#### EXERCISE DIRECTIONS
Take the lines from the beginning of the data below through the line holding "coffee crema, each" and return exactly those.

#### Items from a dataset
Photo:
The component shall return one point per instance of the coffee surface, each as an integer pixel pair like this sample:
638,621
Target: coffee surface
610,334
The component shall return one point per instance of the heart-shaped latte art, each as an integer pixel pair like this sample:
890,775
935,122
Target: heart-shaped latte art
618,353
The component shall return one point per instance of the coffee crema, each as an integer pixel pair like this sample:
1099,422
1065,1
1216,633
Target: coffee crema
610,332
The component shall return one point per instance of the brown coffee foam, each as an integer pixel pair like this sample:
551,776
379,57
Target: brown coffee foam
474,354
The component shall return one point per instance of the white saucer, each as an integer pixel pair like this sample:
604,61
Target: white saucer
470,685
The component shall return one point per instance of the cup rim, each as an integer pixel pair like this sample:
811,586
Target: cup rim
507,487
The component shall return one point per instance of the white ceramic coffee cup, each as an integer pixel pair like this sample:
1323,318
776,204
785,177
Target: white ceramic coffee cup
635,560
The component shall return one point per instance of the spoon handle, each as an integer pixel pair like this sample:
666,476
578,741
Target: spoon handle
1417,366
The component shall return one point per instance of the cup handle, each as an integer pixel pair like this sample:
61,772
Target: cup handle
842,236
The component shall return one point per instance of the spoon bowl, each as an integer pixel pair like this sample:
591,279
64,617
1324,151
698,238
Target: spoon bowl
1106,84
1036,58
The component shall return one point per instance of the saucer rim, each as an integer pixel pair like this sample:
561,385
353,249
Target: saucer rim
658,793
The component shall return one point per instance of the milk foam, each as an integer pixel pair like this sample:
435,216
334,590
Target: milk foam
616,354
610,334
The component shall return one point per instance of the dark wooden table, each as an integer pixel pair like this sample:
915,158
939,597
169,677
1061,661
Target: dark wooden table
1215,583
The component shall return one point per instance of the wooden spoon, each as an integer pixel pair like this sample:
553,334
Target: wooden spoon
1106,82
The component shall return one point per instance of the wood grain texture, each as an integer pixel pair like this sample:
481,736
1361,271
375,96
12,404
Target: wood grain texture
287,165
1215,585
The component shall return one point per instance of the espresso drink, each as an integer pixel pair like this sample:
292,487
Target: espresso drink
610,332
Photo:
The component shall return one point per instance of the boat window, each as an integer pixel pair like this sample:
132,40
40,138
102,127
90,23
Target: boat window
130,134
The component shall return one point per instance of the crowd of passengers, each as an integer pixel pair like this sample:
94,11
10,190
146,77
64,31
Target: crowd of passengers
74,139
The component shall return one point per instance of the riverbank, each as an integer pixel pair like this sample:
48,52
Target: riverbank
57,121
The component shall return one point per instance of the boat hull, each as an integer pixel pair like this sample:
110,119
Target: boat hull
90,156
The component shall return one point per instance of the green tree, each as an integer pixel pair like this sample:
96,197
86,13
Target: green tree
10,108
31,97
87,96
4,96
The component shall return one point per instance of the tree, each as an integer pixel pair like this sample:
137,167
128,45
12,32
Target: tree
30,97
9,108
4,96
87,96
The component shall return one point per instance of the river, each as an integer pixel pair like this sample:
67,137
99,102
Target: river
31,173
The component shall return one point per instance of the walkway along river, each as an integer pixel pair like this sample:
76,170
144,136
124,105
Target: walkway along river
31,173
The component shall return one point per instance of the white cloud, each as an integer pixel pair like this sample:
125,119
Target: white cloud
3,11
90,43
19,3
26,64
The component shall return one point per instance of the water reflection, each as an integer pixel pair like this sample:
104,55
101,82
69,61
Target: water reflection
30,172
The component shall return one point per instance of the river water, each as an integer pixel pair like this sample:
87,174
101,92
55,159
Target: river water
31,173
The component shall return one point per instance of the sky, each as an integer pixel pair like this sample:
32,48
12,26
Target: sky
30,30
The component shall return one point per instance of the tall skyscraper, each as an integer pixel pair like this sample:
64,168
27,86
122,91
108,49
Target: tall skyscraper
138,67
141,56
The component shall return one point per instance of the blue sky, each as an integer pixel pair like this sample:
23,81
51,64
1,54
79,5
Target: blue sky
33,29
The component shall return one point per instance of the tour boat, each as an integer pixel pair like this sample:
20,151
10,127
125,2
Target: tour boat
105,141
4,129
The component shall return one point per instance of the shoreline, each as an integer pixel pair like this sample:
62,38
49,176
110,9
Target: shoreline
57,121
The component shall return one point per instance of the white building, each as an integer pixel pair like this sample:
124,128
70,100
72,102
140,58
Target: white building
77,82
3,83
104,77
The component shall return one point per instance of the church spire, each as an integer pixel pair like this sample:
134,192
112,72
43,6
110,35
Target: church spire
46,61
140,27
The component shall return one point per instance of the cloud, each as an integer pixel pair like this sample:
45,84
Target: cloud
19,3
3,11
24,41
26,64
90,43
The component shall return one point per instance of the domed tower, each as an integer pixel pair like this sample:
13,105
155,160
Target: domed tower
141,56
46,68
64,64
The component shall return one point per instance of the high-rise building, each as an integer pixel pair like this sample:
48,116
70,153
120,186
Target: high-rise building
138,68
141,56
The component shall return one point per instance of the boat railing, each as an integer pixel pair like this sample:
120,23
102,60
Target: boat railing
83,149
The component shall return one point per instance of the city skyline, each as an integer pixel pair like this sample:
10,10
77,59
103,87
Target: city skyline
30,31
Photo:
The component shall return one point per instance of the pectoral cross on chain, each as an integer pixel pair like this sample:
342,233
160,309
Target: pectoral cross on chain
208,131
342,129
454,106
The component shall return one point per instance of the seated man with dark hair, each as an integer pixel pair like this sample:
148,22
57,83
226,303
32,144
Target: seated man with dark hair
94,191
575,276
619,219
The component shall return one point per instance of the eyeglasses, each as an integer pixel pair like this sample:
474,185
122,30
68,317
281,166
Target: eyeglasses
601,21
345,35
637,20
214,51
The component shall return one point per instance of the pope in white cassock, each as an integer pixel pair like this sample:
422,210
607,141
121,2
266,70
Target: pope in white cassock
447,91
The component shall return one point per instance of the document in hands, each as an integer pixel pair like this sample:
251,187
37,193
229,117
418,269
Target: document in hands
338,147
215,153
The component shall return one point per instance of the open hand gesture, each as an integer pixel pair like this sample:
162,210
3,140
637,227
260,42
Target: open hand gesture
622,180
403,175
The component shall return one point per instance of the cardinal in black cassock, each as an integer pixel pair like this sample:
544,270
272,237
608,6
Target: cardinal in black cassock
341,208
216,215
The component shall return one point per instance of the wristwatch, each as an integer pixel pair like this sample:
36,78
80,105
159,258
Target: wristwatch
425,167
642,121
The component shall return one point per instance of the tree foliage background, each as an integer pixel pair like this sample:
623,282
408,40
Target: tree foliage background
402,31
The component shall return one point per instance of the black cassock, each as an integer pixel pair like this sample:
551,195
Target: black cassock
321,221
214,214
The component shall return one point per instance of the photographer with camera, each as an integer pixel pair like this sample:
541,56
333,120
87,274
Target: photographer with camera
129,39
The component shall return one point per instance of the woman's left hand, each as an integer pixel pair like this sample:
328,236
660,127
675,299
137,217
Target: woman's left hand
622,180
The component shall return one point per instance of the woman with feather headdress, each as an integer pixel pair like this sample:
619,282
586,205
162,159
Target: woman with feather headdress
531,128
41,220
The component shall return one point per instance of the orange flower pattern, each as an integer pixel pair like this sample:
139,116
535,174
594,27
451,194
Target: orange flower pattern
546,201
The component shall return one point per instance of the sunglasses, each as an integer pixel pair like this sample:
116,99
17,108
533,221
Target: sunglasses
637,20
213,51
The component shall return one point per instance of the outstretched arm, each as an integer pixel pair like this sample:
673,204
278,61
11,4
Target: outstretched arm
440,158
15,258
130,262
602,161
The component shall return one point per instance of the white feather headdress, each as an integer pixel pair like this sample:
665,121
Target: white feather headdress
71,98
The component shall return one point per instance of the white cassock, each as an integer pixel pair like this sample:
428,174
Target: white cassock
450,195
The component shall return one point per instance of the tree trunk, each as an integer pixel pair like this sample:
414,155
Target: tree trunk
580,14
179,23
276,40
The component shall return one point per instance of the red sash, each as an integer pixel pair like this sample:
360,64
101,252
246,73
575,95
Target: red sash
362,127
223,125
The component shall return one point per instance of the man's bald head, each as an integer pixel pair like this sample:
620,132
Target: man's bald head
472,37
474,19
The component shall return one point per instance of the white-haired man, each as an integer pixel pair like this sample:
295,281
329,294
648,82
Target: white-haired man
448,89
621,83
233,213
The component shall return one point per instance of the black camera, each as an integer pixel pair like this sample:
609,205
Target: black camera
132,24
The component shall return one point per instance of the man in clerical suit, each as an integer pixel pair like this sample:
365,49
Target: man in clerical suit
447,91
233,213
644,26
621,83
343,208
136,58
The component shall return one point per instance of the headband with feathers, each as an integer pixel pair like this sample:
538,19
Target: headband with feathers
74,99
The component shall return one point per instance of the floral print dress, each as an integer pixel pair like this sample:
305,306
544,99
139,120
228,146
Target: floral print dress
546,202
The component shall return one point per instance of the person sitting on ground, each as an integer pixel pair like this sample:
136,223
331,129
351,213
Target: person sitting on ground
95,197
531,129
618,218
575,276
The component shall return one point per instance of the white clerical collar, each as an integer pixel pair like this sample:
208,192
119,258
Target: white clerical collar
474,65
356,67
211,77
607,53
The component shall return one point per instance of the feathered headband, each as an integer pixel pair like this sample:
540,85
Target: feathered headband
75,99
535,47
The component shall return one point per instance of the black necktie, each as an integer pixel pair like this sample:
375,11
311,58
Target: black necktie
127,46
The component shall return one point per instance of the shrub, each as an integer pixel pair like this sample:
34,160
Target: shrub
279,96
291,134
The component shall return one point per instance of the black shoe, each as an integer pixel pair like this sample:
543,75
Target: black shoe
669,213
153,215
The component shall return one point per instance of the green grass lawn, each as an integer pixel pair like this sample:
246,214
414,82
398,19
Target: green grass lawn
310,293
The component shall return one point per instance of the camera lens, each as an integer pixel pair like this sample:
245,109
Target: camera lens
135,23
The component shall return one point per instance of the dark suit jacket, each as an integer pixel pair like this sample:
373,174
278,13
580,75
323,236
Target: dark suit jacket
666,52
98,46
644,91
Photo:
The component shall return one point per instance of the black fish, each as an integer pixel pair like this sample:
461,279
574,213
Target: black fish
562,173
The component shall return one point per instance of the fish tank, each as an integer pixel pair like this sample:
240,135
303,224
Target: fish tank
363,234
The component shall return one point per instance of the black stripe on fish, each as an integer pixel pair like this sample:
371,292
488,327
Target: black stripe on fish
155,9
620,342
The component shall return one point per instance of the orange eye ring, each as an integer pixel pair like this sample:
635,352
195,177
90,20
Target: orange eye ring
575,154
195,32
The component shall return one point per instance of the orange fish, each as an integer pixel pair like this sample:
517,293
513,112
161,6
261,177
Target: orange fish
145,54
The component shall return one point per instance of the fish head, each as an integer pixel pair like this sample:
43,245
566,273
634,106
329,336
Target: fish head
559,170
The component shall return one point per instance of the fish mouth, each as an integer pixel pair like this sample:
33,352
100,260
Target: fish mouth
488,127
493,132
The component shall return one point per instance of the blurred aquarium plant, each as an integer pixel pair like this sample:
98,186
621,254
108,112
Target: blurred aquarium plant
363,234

#### EXERCISE RESPONSE
Photo:
The component shall return one point per instance of the coffee surface, each as an integer pixel pair like this sample:
638,621
Target: coffee surface
610,334
The component shall return one point per instance of the heart-shaped latte art, each as an integer pixel pair like this sample:
890,775
935,122
Target: heart-shaped latte art
618,353
The component shall return one point per instance of the coffee crema, each as an integer pixel pair like this sample:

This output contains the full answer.